**The input:**
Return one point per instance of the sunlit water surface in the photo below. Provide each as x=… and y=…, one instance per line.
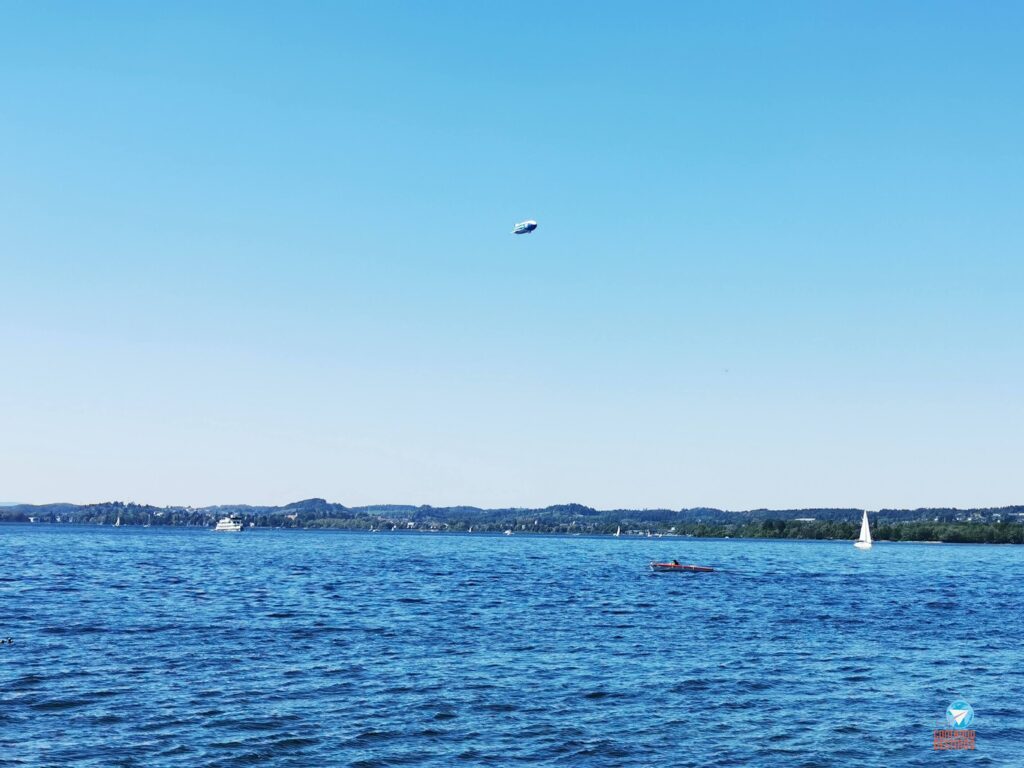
x=183, y=647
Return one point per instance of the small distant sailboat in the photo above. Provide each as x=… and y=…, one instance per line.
x=864, y=542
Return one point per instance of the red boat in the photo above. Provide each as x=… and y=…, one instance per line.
x=676, y=565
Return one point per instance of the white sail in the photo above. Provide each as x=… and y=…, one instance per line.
x=865, y=534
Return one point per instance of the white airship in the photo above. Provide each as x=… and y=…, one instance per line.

**Problem description:** Everything from the line with "Return one point per instance of the red" to the last line of the data is what to return, word for word; leave out the rest.

**Expected output:**
Return one point per instance of the red boat in the photo above. Provide each as x=… and y=…, one instance per line.
x=676, y=565
Return one point per instance of the white sail in the photo above. Provide each as x=… and y=…, one instance per line.
x=865, y=534
Return one point per instance of the white airship in the photo above. Provide each as x=… and y=…, one instance per line.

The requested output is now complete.